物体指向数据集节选
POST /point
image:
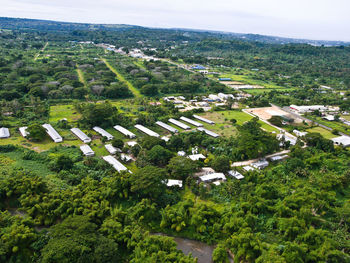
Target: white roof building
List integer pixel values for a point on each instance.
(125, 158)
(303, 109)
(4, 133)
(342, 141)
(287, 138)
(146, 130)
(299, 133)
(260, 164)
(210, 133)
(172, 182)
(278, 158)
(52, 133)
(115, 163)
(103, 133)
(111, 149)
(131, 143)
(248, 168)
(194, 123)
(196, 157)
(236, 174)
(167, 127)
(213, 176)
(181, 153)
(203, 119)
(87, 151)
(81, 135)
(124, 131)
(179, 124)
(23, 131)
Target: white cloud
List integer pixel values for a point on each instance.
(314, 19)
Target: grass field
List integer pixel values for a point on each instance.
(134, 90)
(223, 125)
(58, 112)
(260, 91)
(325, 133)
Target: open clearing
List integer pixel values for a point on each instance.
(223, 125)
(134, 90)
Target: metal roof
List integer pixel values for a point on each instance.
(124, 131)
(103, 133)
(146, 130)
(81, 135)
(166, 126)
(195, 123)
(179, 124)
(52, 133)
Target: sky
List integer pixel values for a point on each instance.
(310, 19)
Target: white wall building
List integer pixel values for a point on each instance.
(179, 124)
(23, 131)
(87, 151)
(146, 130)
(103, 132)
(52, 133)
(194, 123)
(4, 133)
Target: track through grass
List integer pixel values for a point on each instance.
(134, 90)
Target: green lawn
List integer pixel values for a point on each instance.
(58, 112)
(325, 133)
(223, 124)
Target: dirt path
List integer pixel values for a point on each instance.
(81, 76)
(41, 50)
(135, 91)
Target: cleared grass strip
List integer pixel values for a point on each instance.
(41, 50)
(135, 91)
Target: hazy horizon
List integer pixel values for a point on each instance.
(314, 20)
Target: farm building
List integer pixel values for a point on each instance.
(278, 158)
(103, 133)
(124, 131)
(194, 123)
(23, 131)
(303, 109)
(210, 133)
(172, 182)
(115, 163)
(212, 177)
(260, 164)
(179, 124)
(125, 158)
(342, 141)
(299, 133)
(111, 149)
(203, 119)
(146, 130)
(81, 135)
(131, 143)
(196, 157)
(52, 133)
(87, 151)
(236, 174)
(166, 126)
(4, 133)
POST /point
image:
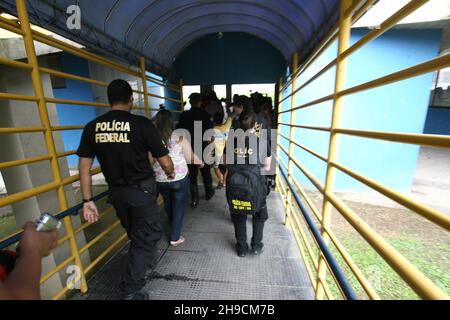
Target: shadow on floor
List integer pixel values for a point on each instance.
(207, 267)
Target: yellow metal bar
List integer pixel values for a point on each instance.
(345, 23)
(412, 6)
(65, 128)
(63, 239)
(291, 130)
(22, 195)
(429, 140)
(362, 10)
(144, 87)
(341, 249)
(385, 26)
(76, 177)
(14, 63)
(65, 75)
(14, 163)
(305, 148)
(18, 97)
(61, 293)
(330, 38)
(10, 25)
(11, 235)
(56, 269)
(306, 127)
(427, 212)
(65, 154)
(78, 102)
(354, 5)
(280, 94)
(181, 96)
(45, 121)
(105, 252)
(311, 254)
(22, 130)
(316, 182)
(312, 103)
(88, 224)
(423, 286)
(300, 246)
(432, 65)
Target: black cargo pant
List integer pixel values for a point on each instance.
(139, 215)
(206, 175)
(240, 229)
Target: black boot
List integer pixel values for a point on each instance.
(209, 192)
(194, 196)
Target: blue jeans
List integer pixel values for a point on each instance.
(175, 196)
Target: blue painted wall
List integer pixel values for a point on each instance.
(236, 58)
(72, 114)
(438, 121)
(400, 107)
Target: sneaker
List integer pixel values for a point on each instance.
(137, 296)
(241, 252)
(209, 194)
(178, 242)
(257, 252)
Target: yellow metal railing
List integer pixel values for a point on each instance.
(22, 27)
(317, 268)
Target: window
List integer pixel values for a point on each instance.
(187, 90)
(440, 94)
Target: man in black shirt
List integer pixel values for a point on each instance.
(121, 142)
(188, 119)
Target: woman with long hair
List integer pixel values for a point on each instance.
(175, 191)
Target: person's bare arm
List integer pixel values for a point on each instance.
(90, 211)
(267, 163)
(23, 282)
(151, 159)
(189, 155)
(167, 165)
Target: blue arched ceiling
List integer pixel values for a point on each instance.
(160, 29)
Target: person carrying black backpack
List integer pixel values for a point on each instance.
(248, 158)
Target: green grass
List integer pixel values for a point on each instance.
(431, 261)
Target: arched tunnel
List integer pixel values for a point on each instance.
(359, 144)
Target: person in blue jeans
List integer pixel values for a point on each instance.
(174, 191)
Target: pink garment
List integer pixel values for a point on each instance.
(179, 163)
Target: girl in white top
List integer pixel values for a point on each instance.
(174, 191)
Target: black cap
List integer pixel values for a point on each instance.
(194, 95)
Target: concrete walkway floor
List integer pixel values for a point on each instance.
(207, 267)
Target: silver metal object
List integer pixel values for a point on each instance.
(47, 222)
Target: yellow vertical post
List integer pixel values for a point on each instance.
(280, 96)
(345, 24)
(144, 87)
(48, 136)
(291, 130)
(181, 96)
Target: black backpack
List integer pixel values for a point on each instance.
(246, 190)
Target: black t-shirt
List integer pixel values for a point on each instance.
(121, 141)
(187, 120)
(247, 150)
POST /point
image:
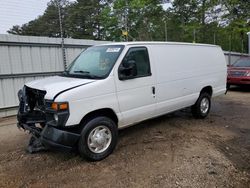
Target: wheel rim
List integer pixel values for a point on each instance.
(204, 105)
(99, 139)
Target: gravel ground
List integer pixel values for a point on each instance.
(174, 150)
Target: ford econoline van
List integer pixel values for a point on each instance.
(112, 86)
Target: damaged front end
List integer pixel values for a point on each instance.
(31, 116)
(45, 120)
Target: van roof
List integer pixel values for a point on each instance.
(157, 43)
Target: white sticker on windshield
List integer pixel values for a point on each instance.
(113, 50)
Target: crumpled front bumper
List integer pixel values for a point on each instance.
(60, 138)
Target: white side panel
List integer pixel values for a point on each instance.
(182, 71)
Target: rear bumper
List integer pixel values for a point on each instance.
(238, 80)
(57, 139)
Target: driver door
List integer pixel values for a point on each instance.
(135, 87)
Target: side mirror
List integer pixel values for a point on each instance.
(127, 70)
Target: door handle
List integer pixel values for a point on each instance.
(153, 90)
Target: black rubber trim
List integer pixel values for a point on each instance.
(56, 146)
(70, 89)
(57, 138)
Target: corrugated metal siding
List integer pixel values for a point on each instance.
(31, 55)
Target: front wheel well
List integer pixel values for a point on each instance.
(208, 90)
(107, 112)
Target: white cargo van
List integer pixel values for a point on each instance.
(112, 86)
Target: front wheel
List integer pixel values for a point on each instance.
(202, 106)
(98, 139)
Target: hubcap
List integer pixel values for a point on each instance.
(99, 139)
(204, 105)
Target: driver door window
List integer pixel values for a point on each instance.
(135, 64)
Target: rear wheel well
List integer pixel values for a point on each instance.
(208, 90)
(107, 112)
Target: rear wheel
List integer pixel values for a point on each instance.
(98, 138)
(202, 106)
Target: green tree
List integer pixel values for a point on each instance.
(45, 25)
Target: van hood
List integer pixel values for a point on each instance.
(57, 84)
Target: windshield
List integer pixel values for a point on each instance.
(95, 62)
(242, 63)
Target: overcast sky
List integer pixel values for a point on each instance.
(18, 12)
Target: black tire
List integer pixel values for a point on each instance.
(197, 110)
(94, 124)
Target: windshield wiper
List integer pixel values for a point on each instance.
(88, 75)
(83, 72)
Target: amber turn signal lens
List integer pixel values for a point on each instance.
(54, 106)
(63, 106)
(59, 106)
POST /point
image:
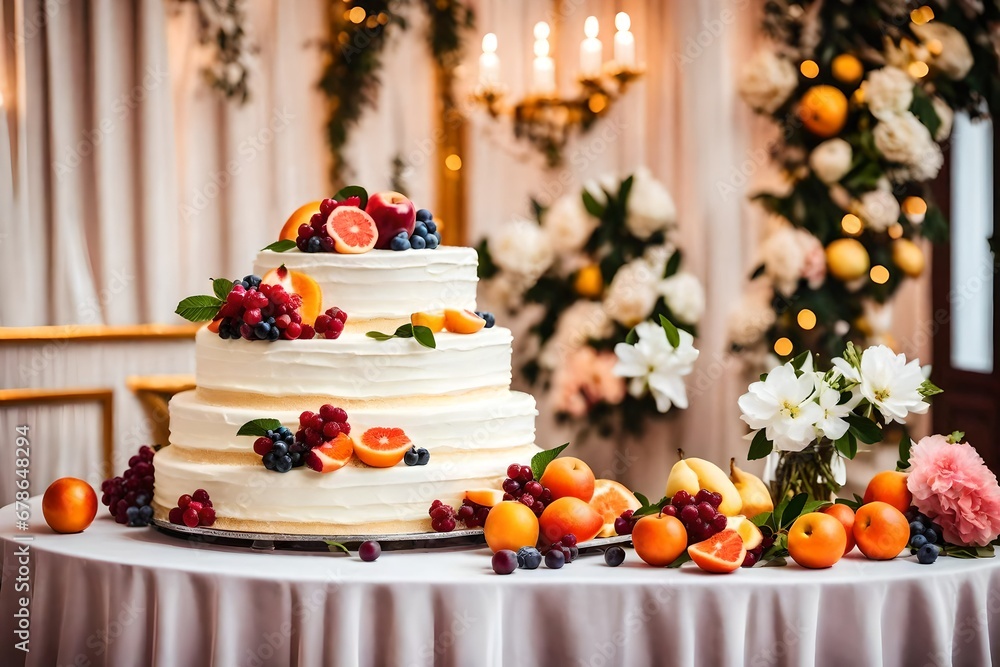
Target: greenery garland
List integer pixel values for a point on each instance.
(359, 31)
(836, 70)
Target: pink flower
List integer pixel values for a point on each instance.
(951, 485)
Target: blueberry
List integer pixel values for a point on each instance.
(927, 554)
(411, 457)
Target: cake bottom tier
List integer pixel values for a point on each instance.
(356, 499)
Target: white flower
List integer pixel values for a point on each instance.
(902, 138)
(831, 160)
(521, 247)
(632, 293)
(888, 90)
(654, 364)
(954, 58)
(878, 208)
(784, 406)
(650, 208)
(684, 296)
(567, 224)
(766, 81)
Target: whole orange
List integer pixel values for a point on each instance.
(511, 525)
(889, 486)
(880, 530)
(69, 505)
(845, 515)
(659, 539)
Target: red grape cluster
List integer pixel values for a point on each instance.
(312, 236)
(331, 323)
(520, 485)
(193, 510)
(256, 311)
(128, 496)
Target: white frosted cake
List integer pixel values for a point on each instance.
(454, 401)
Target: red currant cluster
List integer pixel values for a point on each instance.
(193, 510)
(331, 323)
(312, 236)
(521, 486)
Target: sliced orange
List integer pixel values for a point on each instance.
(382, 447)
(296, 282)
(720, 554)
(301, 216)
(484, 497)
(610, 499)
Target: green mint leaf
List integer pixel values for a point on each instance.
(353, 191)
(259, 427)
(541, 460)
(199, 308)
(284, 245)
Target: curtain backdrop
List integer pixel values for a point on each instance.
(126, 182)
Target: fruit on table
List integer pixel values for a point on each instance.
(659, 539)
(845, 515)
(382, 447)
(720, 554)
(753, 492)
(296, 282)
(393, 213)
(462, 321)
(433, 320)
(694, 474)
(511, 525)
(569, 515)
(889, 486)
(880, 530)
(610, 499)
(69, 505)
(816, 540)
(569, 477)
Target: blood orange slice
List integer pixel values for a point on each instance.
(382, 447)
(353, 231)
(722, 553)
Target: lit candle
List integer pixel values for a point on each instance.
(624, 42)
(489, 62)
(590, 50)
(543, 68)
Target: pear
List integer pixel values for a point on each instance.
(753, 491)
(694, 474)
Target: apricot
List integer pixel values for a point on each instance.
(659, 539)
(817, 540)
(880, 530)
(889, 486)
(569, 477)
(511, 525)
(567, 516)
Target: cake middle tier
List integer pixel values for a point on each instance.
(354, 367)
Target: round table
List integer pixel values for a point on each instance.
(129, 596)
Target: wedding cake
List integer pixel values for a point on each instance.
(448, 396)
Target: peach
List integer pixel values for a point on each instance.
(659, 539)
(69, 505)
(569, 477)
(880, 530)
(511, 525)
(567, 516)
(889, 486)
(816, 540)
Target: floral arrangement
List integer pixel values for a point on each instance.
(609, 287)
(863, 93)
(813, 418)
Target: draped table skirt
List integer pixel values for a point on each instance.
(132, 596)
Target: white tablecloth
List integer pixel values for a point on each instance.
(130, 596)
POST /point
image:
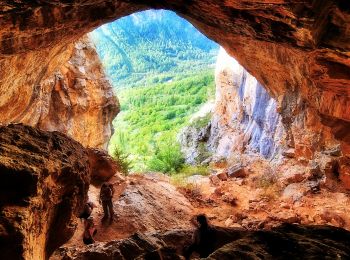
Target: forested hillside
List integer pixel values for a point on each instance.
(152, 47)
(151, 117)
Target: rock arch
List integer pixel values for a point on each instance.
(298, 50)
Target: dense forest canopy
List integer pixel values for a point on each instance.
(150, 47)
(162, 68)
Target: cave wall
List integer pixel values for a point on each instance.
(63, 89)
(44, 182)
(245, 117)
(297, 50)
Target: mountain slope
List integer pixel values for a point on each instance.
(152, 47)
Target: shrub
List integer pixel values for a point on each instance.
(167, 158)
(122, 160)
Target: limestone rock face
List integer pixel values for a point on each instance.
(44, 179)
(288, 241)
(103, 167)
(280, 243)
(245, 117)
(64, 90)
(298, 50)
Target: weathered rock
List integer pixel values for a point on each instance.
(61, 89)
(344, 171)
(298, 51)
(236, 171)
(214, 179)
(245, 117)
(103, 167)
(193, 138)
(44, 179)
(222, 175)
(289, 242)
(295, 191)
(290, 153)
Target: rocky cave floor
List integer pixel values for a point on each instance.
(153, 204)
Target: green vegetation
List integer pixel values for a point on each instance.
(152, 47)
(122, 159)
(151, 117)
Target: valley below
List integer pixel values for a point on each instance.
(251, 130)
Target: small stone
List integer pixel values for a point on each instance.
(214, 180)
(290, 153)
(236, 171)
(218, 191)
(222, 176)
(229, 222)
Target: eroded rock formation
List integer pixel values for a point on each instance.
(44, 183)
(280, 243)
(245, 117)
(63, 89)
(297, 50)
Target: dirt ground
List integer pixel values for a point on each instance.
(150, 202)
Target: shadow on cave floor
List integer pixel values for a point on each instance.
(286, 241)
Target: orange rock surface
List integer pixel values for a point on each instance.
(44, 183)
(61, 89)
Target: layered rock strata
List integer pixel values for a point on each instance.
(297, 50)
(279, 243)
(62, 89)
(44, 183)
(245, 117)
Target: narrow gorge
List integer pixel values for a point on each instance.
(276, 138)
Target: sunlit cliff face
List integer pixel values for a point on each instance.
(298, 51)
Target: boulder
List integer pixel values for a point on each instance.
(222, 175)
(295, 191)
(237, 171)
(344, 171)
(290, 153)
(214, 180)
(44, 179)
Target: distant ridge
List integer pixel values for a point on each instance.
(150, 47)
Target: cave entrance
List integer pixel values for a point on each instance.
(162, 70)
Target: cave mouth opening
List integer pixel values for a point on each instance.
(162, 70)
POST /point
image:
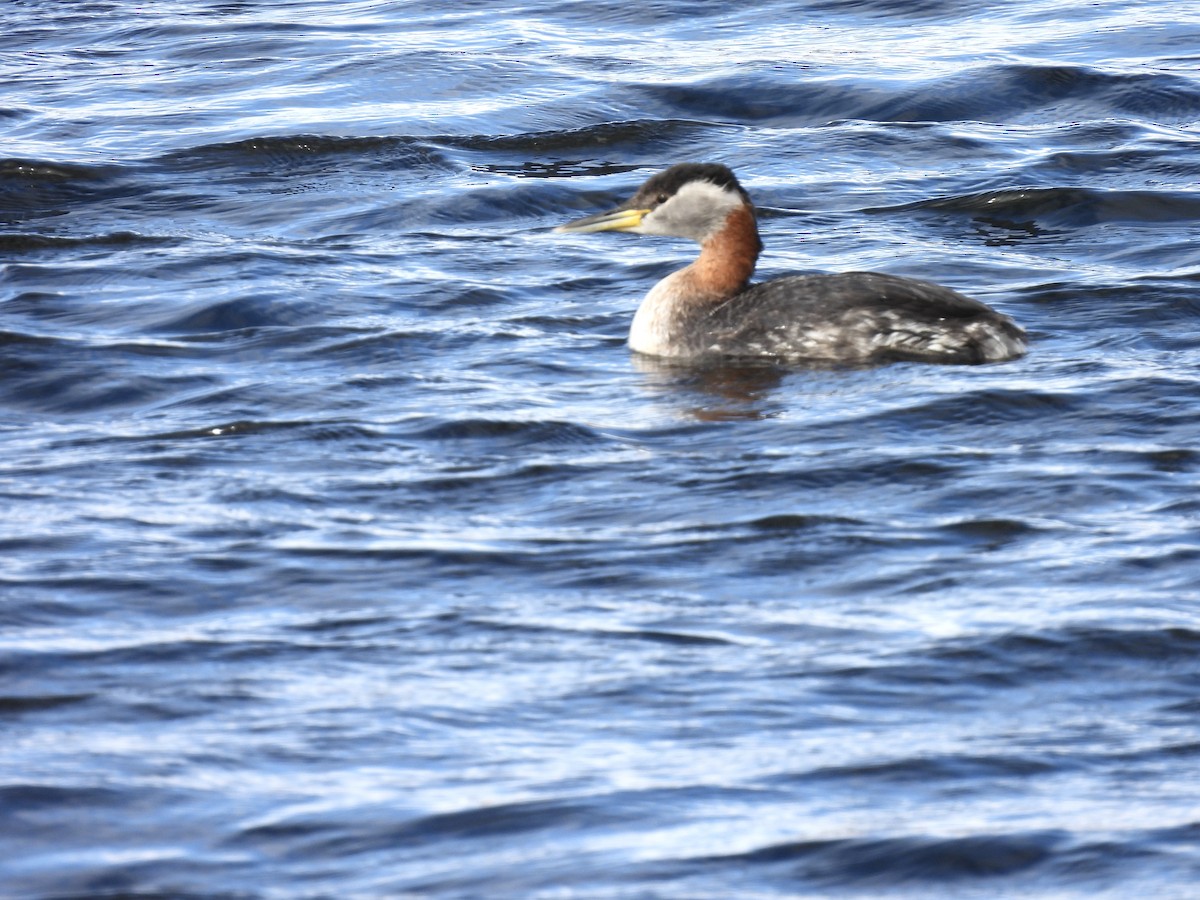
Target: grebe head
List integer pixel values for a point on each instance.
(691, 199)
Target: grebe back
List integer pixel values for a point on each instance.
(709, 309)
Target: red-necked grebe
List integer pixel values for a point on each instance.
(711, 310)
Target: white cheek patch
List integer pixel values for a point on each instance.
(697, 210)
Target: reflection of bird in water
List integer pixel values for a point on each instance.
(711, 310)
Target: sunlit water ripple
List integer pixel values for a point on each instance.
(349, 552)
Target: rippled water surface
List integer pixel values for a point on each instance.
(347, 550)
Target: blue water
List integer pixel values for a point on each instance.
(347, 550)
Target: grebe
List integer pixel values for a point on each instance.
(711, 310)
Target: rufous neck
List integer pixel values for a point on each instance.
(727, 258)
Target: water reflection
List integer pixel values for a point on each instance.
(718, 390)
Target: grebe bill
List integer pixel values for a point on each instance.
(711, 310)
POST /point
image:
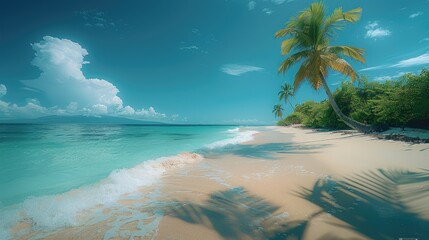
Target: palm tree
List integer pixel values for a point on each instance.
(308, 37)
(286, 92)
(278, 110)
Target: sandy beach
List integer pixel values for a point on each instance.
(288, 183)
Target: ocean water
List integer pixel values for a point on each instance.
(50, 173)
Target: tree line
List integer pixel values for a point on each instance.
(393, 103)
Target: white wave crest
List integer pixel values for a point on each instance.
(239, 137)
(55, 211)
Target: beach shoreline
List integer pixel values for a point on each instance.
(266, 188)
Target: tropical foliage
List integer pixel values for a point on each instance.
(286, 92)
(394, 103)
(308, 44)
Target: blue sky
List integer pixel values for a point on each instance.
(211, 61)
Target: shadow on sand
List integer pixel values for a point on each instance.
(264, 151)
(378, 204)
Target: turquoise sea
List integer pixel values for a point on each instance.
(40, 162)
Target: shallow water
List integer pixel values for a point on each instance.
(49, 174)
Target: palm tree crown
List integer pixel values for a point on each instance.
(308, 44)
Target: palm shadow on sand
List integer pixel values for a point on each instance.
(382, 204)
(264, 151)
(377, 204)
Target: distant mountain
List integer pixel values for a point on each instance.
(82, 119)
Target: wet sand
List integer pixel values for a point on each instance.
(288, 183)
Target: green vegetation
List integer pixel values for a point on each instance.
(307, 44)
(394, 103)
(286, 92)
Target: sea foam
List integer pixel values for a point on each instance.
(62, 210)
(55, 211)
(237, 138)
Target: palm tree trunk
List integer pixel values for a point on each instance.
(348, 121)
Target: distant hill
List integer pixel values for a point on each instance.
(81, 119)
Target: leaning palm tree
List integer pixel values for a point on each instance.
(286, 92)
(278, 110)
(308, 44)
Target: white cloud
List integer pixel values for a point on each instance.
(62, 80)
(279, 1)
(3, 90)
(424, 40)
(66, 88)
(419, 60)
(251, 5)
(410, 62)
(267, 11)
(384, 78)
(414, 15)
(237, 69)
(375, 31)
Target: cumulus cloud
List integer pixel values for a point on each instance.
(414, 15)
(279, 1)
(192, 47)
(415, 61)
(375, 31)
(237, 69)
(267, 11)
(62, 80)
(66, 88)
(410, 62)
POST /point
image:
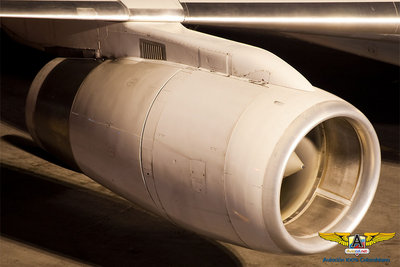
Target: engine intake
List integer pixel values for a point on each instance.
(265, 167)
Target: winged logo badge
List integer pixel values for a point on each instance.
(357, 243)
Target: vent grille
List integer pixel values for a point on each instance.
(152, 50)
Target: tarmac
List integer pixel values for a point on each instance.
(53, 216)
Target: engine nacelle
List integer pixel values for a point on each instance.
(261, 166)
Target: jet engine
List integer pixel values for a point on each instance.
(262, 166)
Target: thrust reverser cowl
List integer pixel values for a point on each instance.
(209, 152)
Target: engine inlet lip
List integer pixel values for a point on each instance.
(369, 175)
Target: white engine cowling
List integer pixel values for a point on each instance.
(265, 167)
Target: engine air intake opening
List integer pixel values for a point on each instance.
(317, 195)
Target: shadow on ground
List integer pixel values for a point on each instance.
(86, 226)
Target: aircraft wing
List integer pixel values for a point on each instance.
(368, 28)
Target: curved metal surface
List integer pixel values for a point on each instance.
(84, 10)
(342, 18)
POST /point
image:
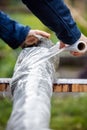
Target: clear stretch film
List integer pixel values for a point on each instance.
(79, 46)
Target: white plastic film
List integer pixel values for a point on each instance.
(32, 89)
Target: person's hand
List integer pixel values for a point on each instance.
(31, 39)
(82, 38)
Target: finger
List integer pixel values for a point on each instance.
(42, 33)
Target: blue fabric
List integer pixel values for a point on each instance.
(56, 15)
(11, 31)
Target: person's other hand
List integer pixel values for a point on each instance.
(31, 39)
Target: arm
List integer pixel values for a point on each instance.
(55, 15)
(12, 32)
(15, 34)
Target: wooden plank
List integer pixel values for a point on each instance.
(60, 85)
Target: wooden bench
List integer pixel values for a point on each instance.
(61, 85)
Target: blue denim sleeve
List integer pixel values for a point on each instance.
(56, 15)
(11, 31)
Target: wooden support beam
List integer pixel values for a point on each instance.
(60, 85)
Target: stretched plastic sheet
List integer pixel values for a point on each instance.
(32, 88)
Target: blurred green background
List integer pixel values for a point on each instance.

任务说明> 请将条目中自包含“Target: stretched plastic sheet”的一行起至条目末尾的各行整理为JSON字符串列表，每行对应一个字符串，首尾两行均包括在内，空行略去。

任务结果>
[
  "Target: stretched plastic sheet",
  "List integer pixel values for a point on each instance.",
  "(32, 88)",
  "Target: blurred green background",
  "List integer pixel values for a point on each instance."
]